EXTRACTED RECORDS:
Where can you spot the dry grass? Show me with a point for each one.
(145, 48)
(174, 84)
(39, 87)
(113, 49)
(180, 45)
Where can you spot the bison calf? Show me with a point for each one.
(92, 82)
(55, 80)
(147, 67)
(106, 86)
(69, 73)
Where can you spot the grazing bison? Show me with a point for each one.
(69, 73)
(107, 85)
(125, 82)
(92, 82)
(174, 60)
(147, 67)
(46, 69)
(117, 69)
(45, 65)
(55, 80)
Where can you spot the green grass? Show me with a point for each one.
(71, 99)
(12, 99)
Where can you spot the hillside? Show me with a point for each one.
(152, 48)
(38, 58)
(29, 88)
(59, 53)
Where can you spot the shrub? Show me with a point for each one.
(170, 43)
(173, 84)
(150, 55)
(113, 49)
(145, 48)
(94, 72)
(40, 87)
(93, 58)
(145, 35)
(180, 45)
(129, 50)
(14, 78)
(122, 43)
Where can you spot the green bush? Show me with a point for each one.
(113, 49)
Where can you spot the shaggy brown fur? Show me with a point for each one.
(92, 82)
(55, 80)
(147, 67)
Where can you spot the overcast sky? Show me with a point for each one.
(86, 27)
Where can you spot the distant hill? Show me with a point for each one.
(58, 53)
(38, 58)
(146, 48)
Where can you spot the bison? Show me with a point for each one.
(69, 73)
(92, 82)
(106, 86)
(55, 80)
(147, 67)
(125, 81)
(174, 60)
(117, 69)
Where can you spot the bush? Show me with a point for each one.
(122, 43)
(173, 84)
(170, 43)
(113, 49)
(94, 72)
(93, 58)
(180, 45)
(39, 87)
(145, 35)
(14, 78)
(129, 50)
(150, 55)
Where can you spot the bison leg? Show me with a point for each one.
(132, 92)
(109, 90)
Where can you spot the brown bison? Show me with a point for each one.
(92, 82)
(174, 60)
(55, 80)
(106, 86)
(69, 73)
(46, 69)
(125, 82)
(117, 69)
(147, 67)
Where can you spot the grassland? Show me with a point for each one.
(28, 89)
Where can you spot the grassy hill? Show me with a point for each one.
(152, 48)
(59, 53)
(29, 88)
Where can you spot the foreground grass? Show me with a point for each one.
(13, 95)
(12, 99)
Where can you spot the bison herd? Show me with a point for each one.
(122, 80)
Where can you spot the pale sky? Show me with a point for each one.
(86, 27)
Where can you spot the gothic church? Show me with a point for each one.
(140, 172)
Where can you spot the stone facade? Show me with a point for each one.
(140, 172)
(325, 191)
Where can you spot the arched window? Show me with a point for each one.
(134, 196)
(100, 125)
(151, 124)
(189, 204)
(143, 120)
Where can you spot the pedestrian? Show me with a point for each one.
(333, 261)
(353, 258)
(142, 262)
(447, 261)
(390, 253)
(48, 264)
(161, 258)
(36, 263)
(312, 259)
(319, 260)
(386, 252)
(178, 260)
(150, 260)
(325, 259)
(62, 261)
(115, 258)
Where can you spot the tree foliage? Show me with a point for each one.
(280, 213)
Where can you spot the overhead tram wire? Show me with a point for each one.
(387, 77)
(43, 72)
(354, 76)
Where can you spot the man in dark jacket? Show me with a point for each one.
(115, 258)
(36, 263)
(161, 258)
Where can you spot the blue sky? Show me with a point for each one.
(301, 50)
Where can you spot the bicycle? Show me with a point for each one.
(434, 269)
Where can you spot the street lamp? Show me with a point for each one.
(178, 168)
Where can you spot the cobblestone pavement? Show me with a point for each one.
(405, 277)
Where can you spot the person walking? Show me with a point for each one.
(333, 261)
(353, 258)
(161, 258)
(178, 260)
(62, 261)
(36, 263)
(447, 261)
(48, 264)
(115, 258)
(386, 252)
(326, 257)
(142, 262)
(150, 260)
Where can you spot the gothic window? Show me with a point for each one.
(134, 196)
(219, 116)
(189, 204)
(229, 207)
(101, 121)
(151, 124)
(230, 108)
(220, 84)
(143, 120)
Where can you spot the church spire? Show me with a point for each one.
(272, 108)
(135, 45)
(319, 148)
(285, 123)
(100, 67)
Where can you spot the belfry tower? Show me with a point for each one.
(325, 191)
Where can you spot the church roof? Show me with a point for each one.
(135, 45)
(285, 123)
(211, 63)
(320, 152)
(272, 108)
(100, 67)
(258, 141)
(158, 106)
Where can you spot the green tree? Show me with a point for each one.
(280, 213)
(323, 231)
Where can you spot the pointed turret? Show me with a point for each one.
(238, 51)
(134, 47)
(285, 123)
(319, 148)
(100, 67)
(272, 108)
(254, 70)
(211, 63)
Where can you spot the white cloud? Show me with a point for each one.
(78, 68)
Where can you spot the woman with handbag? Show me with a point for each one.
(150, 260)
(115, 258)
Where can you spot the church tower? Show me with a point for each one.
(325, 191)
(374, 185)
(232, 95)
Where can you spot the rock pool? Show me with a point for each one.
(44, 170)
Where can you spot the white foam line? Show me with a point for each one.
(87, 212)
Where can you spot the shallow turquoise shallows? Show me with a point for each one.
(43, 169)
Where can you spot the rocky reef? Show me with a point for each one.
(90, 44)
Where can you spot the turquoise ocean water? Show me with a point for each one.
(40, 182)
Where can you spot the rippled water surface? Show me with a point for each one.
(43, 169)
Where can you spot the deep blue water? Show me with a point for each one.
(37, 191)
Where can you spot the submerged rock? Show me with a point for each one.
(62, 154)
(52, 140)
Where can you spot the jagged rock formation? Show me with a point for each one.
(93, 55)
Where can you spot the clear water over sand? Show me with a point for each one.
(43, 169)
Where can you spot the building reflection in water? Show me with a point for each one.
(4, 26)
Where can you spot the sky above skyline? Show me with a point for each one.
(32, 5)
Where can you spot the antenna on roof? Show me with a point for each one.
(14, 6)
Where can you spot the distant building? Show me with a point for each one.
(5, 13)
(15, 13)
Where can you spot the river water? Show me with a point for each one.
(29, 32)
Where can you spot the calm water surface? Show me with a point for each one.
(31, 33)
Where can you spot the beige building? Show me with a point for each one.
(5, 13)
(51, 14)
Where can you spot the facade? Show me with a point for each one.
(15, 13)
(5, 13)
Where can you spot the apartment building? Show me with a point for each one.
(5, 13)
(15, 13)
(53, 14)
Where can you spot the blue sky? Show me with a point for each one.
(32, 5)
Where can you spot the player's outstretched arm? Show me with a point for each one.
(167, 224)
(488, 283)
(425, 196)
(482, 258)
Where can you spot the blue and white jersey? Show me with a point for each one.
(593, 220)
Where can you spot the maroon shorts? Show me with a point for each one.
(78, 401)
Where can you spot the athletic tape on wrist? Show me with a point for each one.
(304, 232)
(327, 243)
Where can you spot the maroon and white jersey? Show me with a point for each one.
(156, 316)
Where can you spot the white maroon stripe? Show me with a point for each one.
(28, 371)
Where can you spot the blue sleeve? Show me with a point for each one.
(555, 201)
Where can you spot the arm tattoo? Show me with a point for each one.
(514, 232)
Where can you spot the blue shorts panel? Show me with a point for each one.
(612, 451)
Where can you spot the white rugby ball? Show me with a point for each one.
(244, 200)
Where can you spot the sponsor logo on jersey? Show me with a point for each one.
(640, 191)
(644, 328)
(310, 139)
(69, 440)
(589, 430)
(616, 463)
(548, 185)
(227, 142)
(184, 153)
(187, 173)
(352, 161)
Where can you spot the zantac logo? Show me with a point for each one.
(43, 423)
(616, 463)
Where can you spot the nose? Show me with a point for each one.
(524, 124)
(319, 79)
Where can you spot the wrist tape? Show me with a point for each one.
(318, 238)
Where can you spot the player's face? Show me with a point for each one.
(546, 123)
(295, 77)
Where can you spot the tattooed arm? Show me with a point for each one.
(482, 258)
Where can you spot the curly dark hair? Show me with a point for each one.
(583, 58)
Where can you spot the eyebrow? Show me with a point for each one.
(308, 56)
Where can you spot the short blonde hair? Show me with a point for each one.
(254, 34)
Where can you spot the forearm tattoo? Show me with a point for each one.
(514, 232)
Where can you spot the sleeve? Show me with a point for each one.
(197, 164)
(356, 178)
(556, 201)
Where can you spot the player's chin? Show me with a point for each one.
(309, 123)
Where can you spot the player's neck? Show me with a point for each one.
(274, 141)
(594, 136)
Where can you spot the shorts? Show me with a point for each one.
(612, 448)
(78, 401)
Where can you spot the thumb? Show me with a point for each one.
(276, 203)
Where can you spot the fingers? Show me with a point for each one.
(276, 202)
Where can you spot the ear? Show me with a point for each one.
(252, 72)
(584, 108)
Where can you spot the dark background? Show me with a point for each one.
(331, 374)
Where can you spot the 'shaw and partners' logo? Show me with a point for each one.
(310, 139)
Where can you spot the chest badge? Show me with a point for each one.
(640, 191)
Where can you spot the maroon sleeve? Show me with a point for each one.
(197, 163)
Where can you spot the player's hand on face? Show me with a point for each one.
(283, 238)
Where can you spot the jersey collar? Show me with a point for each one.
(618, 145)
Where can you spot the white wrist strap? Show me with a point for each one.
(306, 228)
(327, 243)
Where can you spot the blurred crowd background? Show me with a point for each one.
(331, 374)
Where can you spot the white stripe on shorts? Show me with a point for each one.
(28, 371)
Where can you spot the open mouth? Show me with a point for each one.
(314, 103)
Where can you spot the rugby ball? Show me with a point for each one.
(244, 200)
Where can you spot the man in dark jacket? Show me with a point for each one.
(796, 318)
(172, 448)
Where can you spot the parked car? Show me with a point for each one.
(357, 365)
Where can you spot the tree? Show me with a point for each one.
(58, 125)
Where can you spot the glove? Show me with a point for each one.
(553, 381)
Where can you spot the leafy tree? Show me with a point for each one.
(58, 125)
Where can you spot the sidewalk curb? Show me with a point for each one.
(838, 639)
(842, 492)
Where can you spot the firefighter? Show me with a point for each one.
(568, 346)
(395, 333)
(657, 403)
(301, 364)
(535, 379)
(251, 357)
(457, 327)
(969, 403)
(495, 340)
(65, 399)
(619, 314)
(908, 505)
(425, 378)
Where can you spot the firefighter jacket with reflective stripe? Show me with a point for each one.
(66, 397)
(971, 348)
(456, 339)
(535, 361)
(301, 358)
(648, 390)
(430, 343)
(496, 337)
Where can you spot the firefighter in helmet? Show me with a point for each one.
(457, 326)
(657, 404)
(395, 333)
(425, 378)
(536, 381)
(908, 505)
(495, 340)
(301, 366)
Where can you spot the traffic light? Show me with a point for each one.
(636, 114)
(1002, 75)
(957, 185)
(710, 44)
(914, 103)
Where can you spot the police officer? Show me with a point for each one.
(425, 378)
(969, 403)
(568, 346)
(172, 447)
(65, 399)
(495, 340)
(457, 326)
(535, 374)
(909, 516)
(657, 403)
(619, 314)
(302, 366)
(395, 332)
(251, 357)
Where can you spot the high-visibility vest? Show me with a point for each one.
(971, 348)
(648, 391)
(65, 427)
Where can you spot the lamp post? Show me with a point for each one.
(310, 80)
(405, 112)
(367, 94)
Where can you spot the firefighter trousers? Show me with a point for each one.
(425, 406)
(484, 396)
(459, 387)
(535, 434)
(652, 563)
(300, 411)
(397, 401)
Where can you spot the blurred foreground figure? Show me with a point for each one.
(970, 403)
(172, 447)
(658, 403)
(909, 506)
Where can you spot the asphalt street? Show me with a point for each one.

OBJECTIVE: Nothing outside the span should appear: transcribe the lines from the one containing "Where can you spot the firefighter in" through the last line of the records.

WRITTEN RESPONSE:
Where can you spot the firefighter in helmet? Show me with a point for each one.
(457, 326)
(657, 404)
(395, 333)
(425, 378)
(536, 381)
(908, 505)
(495, 340)
(301, 366)
Where can you spot the traffic light? Show me with a point for each one.
(636, 114)
(1002, 75)
(957, 185)
(710, 44)
(914, 103)
Where can you spot the police officer? Show me with a point for each one.
(425, 378)
(969, 403)
(568, 346)
(172, 447)
(65, 399)
(495, 340)
(457, 326)
(535, 374)
(909, 516)
(657, 403)
(619, 314)
(302, 366)
(395, 332)
(251, 357)
Where can you spot the high-visibility vest? Show me with a point for each one.
(971, 348)
(648, 391)
(65, 427)
Where can you spot the lamp post? Show me with a point for each one.
(310, 80)
(405, 112)
(367, 94)
Where can you spot the firefighter trousers? Show me with a point for each one.
(425, 406)
(484, 396)
(459, 387)
(535, 434)
(652, 563)
(300, 411)
(397, 401)
Where can you spot the blurred foreground figure? Show me with a point for each one.
(970, 403)
(172, 447)
(658, 403)
(909, 506)
Where can you spot the asphalt street? Show me with a point for each one.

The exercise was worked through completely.